## Directions for this task
Can all of these lines be returned exactly?

## Object pointing dataset rows
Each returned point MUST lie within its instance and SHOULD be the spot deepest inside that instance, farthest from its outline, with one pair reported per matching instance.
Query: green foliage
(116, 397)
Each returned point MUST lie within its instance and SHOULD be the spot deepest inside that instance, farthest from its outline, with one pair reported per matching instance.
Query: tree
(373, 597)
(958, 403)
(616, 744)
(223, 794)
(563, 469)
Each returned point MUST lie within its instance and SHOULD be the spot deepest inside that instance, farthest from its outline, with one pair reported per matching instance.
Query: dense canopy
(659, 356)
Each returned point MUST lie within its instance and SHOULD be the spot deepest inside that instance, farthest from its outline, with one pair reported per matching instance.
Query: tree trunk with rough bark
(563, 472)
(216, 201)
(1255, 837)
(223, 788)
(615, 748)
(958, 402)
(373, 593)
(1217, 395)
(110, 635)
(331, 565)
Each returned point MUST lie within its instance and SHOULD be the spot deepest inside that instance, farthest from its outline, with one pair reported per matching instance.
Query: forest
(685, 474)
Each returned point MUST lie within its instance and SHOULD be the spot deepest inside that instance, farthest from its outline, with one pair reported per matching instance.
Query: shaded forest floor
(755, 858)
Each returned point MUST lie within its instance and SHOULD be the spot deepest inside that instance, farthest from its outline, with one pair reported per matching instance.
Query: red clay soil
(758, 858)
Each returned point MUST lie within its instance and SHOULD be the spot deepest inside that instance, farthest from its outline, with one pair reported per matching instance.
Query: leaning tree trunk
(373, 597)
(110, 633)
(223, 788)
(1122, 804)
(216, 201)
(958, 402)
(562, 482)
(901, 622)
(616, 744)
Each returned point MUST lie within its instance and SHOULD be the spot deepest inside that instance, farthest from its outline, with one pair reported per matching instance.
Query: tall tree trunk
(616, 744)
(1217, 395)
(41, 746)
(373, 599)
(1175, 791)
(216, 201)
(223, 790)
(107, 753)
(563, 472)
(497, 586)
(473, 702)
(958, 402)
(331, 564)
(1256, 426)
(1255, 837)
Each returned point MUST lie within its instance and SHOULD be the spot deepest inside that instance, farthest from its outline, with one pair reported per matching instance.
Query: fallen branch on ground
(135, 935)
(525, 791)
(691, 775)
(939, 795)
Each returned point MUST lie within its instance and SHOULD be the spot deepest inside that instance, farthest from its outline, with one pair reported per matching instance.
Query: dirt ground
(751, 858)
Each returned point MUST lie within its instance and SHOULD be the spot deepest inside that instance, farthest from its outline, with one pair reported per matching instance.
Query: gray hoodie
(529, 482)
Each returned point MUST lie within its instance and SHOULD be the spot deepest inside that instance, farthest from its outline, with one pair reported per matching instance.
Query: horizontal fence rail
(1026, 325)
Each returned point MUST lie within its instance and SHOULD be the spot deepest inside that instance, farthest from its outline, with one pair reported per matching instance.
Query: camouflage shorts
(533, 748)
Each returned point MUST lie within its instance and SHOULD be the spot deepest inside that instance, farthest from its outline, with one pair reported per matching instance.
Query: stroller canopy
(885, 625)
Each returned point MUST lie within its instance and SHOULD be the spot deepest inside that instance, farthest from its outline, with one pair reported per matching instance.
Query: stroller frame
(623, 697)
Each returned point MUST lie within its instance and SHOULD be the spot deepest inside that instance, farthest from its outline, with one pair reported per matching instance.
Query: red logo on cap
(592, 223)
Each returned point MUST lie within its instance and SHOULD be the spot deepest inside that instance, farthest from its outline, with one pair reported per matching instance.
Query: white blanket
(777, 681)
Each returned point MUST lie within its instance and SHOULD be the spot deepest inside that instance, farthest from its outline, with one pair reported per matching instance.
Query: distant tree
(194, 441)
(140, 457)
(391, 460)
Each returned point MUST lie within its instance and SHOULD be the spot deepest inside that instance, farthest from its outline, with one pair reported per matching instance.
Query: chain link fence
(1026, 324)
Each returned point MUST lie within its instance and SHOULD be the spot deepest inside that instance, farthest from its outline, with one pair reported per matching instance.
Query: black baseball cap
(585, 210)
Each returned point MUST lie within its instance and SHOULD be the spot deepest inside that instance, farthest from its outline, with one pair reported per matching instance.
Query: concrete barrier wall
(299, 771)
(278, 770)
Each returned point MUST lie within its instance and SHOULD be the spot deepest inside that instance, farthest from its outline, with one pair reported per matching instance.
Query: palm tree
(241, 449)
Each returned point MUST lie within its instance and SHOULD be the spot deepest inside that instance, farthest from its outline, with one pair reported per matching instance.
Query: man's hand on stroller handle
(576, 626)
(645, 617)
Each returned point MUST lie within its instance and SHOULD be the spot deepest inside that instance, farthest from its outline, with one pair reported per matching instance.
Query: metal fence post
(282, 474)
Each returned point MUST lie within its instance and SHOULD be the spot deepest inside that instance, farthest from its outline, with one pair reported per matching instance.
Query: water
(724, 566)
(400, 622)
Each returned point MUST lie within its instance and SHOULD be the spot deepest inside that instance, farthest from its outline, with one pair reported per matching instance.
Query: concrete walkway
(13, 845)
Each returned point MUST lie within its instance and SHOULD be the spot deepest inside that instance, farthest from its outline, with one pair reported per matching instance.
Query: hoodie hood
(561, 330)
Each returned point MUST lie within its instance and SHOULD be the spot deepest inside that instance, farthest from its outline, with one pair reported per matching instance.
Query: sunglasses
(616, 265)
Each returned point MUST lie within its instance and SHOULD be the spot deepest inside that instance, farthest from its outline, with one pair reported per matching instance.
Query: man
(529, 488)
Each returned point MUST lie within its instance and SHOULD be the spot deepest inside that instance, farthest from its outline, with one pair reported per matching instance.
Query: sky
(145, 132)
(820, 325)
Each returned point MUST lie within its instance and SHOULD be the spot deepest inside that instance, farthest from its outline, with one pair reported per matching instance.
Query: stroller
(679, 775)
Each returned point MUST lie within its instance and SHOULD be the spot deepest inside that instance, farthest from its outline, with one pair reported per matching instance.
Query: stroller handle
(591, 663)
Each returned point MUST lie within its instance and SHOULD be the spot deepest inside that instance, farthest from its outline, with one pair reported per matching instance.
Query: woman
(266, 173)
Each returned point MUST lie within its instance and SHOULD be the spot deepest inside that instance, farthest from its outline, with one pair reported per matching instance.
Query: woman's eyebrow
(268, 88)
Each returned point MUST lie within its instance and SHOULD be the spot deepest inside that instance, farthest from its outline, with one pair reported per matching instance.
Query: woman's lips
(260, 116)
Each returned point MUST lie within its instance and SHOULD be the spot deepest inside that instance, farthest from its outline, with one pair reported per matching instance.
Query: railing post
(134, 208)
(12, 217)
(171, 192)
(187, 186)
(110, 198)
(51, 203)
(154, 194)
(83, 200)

## Answer below
Each returned point MUST lie within its instance and SHOULD be the spot deepest inside that instance, farthest from its outline, with one pair reported per matching instance.
Query: green foliage
(116, 397)
Each returned point MUST lie within its instance and SHOULD be the spot deepest inside that instance, farthest from its outline, with one pair reported per matching instance.
Query: tree
(373, 597)
(958, 403)
(616, 744)
(223, 794)
(563, 469)
Each returned point MUST lie within its instance and SHOULD be the spot deepest inside that instance, farthest from its outline, with one pair reported per matching instance.
Query: dense canopy
(659, 356)
Each returned point MUST lie within its instance and SHOULD be the spot deepest inside that instance, farthest from its outline, with one pair reported per matching instance.
Query: tree trunk with rough bark
(563, 472)
(216, 201)
(1255, 837)
(223, 788)
(615, 748)
(958, 402)
(373, 593)
(1217, 395)
(110, 635)
(331, 565)
Each returned point MUST lie within its instance and SHOULD be the spot deepest inside that instance, farthest from its outline, with one pair reported per matching instance.
Query: forest
(685, 474)
Each returned point MUST lie within its instance and SHOULD be the spot deepest inside that instance, farthest from its outline, with one pair reported per matching instance.
Query: shaded forest floor
(755, 858)
Each returned point MUST lie within its instance and SHOULD be the spot deepest inside that instance, farthest from its outline, with one pair reported per matching instance.
Query: red clay soil
(758, 858)
Each returned point MUST lie within its instance and SHOULD be the spot deepest inside that instance, farthest from its outline, with one pair reported per matching instance.
Query: leaning tree trunk
(373, 597)
(110, 633)
(223, 788)
(1122, 804)
(216, 201)
(958, 402)
(562, 482)
(901, 622)
(616, 744)
Each returned point MUST lie within its instance and SHOULD be the spot deepest inside that instance, farthest from its outline, with one pair reported per matching instance.
Query: tall tree trunk
(616, 744)
(1217, 395)
(41, 746)
(373, 599)
(1175, 791)
(216, 201)
(223, 790)
(107, 753)
(563, 472)
(497, 586)
(473, 702)
(958, 402)
(331, 564)
(1256, 426)
(1255, 837)
Each returned point MUST lie within its instance and SHOULD be the spot deepest inside that instance, farthest from its outline, with one pair reported per matching instance.
Query: fallen branch on ground
(135, 935)
(525, 791)
(691, 775)
(939, 795)
Each returned point MUST lie within its instance and SHOULD be the spot deepest inside that instance, farthest from its outline, with one pair reported per matching instance.
Query: dirt ground
(751, 858)
Each returned point MUST lie within its instance and SHOULD be the spot deepest inside that instance, farthest from its outline, with one pair reported per matching instance.
Query: gray hoodie
(529, 482)
Each returned point MUST lie within its instance and SHOULD be the spot deepest inside that instance, farthest from its outline, with one pair reported per matching instance.
Query: horizontal fence rail
(1026, 325)
Each returned point MUST lie within its instance and SHOULD be the spot deepest inside that instance, farthest from its outline, with one pair reported per matching instance.
Query: camouflage shorts
(533, 748)
Each returned point MUST lie within its instance and SHOULD be the spot deepest inside that instance, farthest from its outline, with one pair reported per matching instance.
Query: stroller canopy
(885, 625)
Each returned point MUST lie within its instance and SHOULD be the spot deepest inside that instance, farthest from its outline, with one pair reported per matching instance.
Query: stroller frame
(623, 697)
Each returned point MUST lie within its instance and SHOULD be the spot deepest inside that instance, farthest from its outline, with one pair reported per matching instance.
Query: red logo on cap
(592, 223)
Each returned point MUST lie within its instance and SHOULD be the spot deepest inside that instance, farthest from its outline, with one pair reported per matching instance.
Query: white blanket
(777, 681)
Each returned point MUST lie within its instance and SHOULD be the spot deepest inside that instance, farthest from its outline, with one pair reported per matching instance.
Query: distant tree
(194, 441)
(140, 457)
(391, 460)
Each returned point MUST lie within its instance and SHOULD be the spot deepest inside that instance, farthest from its outline, with one pair reported per matching instance.
Query: chain link fence
(1026, 324)
Each returned point MUST lie within its instance and SHOULD be the spot deepest inside that instance, farthest from its outline, with one pair reported per matching instance.
Query: black baseball cap
(585, 210)
Each returned point MUST lie within its instance and SHOULD be the spot deepest inside that instance, farthest from its outline, with one pair reported per matching instance.
Query: concrete barrier wall
(299, 771)
(278, 770)
Each returned point MUST lie within its instance and SHOULD be the spot deepest inside that instance, farthest from its outline, with one pair reported per matching instance.
Query: palm tree
(241, 449)
Each returned point MUST lie within its instance and SHOULD be the spot deepest inside that instance, farthest from its outline, with one pair reported per matching instance.
Query: man's hand on stroller handle
(576, 626)
(645, 617)
Each returned point MUST lie within its instance and SHOULD be the spot deepest inside that instance, farthest from its outline, with one pair reported per matching instance.
Query: metal fence post
(282, 474)
Each returned point MUST lie within its instance and SHOULD be the spot deepest inside that instance, farthest from its outline, with one pair reported per matching instance.
Query: water
(724, 566)
(400, 622)
Each returned point MUST lie within its instance and SHOULD be the spot deepest inside that instance, farthest from its outline, with one pair reported per matching instance.
Query: concrete walkway
(13, 845)
Each returned point MUST lie within its instance and SHOULD be the spot deepest inside that instance, farthest from its outline, with one pair reported per matching instance.
Query: hoodie hood
(561, 330)
Each returned point MUST lie within its instance and SHOULD be the spot deepest inside that instance, farthest from its outline, with one pair reported per matching instance.
Query: sunglasses
(616, 265)
Each returned point MUST lie within its instance and SHOULD be the spot deepest inside that instance, farthest from its outline, with one pair reported per matching instance.
Query: man
(529, 488)
Each returned point MUST lie within its instance and SHOULD be the spot deepest inside that instance, farthest from its outline, with one pair reported per matching instance.
Query: sky
(145, 132)
(820, 325)
Each returned point MUST lie within its instance and SHOULD be the spot deepest inside that instance, farthest from its outline, with one pair reported per matching instance.
Query: stroller
(679, 775)
Each returned point MUST lie within its instance and SHOULD be the spot deepest inside that instance, farthest from its outline, with one pair reported per matching instance.
Query: stroller handle
(591, 663)
Each returned point MUST lie within its instance and SHOULD be the spot deepest inside that instance, farthest from its outline, with one pair reported per matching instance.
Query: woman
(266, 173)
Each returned point MUST lie within its instance and SHOULD be the spot deepest inside that instance, farthest from its outline, with one pair reported per matching instance.
Query: woman's eyebrow
(268, 88)
Each returned point MUST lie within its instance and SHOULD be the spot deepest inside that instance, farthest from its outline, with one pair reported per matching instance.
Query: woman's lips
(260, 116)
Each returned point MUST lie within its instance and SHOULD be the spot deepest inside that instance, farthest from its outline, with one pair reported per matching instance.
Query: railing post
(134, 208)
(12, 217)
(171, 192)
(187, 186)
(110, 198)
(51, 203)
(154, 194)
(83, 200)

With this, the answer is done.